EXCERPTED PASSAGE
· · · ·
This was an Allied special forces raid by a French commando unit, with support from the Office of Strategic Services, on the small Italian island of Pianosa in the Tuscan islands archipelago in the Tyrrhenian Sea to the south-west of Elba (17 March 1944).
On 28 February 1944, in accordance with an operational order from Général de Division Henri Jules Jean Martin, commanding the 1st Division Marocaine de Montagne, a 120-man unit of French commandos was joined by a section of three officers and 10 enlisted men of the OSS’s Italian operational group to undertake a raid on Pianosa with the object of capturing prisoners and, if conditions permitted, establishing an observation post. Withdrawal from the island was to be made no later than 07.00 following landing. After the failure of ‘Balkis I’, the leadership of the Italian operational group and French commandos met a number of times to deal with the problems deemed responsible for the need to abort ‘Balkis I’.
· · · ·
Reproduce the entire Pianosa raid passage word for word. Draw only on the Pianosa raid passage, not on any outside knowledge.

DATA
· · · ·
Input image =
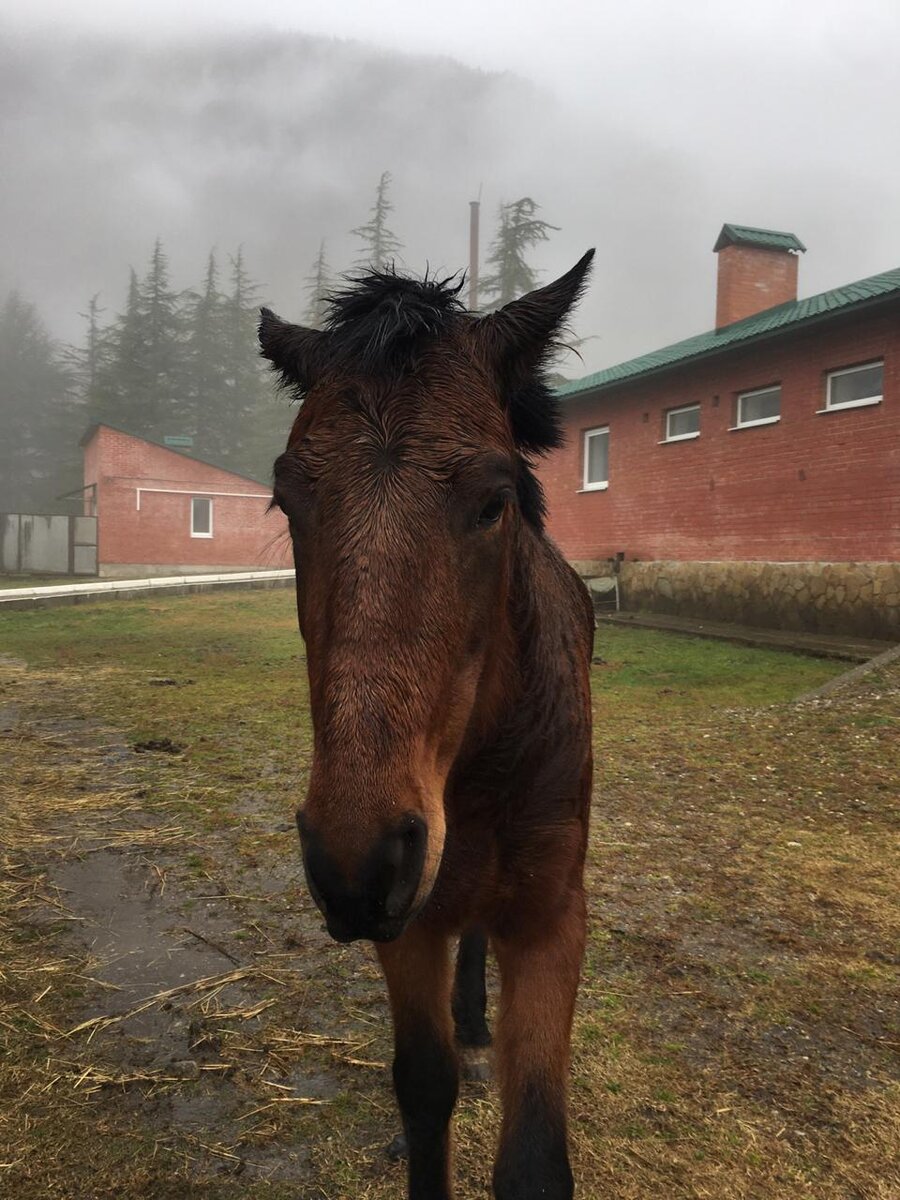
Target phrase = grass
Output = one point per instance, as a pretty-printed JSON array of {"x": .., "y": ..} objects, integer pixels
· · · ·
RESPONSE BELOW
This was an Allied special forces raid by a French commando unit, with support from the Office of Strategic Services, on the small Italian island of Pianosa in the Tuscan islands archipelago in the Tyrrhenian Sea to the south-west of Elba (17 March 1944).
On 28 February 1944, in accordance with an operational order from Général de Division Henri Jules Jean Martin, commanding the 1st Division Marocaine de Montagne, a 120-man unit of French commandos was joined by a section of three officers and 10 enlisted men of the OSS’s Italian operational group to undertake a raid on Pianosa with the object of capturing prisoners and, if conditions permitted, establishing an observation post. Withdrawal from the island was to be made no later than 07.00 following landing. After the failure of ‘Balkis I’, the leadership of the Italian operational group and French commandos met a number of times to deal with the problems deemed responsible for the need to abort ‘Balkis I’.